Dataset extract —
[Start of Attachment]

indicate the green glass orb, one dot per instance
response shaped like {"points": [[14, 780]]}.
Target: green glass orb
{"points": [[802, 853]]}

[End of Attachment]
[Start of Attachment]

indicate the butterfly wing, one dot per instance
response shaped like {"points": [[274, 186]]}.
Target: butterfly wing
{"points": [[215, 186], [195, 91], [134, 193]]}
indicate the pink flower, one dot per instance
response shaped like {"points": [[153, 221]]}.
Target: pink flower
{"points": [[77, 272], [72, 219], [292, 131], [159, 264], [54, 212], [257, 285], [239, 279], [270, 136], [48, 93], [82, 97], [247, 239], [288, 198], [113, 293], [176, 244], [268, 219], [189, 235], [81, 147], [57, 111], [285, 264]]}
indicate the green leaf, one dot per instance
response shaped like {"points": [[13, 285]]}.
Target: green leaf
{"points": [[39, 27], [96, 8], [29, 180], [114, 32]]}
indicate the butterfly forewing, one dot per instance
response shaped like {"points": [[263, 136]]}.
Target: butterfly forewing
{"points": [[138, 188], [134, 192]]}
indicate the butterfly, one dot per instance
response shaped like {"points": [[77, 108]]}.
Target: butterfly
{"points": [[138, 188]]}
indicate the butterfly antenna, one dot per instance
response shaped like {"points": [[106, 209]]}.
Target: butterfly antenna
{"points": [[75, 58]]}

[End of Attachment]
[Start of Attachment]

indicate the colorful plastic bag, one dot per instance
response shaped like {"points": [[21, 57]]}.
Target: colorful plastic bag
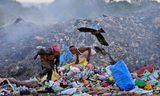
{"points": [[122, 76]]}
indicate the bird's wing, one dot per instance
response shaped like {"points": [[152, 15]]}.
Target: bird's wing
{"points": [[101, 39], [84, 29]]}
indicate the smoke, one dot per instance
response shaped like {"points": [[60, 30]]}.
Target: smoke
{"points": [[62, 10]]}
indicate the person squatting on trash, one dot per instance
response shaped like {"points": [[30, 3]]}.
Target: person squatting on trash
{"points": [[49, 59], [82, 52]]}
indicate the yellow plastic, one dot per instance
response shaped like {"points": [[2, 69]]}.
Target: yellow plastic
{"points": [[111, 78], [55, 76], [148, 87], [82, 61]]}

[End of Attachment]

What you should do — Scan the material above for the word "response", and copy each line where it appears.

The completed task —
response shaped like {"points": [[14, 780]]}.
response shaped like {"points": [[274, 186]]}.
response shaped like {"points": [[153, 221]]}.
response shaped like {"points": [[13, 285]]}.
response shaped like {"points": [[263, 136]]}.
response shaped like {"points": [[77, 108]]}.
response shaped like {"points": [[106, 209]]}.
response shaped like {"points": [[21, 57]]}.
response shaped like {"points": [[152, 15]]}.
response shaped like {"points": [[60, 30]]}.
response shaped like {"points": [[30, 3]]}.
response shaped like {"points": [[2, 69]]}.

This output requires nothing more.